### GIVEN RECORDS
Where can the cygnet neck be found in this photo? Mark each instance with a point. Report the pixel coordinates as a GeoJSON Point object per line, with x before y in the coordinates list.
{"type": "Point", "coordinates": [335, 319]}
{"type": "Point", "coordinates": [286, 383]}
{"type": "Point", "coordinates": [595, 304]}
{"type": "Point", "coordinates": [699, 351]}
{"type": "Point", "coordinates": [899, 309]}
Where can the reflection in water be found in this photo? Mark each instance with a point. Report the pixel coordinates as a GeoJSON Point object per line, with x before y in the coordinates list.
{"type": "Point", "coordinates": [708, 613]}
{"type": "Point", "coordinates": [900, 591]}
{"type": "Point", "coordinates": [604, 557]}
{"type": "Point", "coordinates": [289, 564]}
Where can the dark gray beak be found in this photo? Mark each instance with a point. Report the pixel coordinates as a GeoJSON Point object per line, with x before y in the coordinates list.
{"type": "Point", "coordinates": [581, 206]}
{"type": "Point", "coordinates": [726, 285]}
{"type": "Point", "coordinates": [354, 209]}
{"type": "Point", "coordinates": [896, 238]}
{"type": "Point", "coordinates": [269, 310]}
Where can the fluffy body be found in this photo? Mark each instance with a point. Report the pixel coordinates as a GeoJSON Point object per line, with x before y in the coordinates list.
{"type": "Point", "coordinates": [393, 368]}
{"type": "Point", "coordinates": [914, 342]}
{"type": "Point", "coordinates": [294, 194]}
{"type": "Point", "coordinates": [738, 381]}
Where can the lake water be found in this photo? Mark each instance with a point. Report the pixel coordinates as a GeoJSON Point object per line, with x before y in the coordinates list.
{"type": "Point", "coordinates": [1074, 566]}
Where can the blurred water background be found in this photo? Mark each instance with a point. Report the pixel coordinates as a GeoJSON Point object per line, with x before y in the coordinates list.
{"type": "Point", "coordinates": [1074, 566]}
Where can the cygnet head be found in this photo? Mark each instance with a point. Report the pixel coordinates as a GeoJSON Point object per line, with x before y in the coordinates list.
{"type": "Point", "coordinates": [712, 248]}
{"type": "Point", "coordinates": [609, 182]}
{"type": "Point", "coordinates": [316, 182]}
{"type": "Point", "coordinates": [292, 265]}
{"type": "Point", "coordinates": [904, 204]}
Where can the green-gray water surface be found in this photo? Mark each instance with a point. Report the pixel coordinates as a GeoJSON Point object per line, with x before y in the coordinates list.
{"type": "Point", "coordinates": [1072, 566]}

### ASSIGNMENT
Without altering a single word, write out the whole listing.

### SOLVED PROBLEM
Where can the cygnet neck be found in this photo? Mark each instance with a point. Report the pixel coordinates as a GeoJSON Point object per line, with x before y in the coordinates list.
{"type": "Point", "coordinates": [335, 319]}
{"type": "Point", "coordinates": [286, 383]}
{"type": "Point", "coordinates": [595, 304]}
{"type": "Point", "coordinates": [699, 351]}
{"type": "Point", "coordinates": [899, 309]}
Where can the reflection in water be found in this photo? Mark each instance with a point. Report the pixel coordinates as a GeoJSON Point object per line, with x before y in the coordinates list.
{"type": "Point", "coordinates": [708, 613]}
{"type": "Point", "coordinates": [900, 591]}
{"type": "Point", "coordinates": [604, 557]}
{"type": "Point", "coordinates": [289, 564]}
Where can the dark gray beak be found in this photo? Mark each instance with a point. Report the pixel coordinates as a GeoJSON Point object per line, with x before y in the coordinates list.
{"type": "Point", "coordinates": [581, 206]}
{"type": "Point", "coordinates": [726, 285]}
{"type": "Point", "coordinates": [354, 209]}
{"type": "Point", "coordinates": [896, 238]}
{"type": "Point", "coordinates": [269, 310]}
Where can the fluffy body be found in this photo? Mark each instance with a point. Report the pixel coordinates as a GeoJSON Point object per line, with x before y in the coordinates list.
{"type": "Point", "coordinates": [393, 368]}
{"type": "Point", "coordinates": [914, 342]}
{"type": "Point", "coordinates": [294, 194]}
{"type": "Point", "coordinates": [738, 381]}
Where can the lake water be found in this photo? Mark each instance with a point. Report the pixel coordinates as a GeoJSON Point object per line, with x before y in the coordinates list.
{"type": "Point", "coordinates": [1074, 566]}
Where can the blurred water background be found in this photo? Mark each instance with a point. Report the pixel coordinates as a GeoJSON Point object per line, with x before y in the coordinates list.
{"type": "Point", "coordinates": [1074, 566]}
Where can the cygnet head be found in this photo? Mark each instance with a point. Report the pixel coordinates as a GeoJSON Point object per line, with x before y in the coordinates list.
{"type": "Point", "coordinates": [712, 248]}
{"type": "Point", "coordinates": [609, 182]}
{"type": "Point", "coordinates": [316, 182]}
{"type": "Point", "coordinates": [292, 265]}
{"type": "Point", "coordinates": [904, 204]}
Where can the green-gray water surface be found in this photo? Mark each instance with a point. Report the pixel coordinates as a GeoJSON Point object per line, with x before y in the coordinates list.
{"type": "Point", "coordinates": [1072, 566]}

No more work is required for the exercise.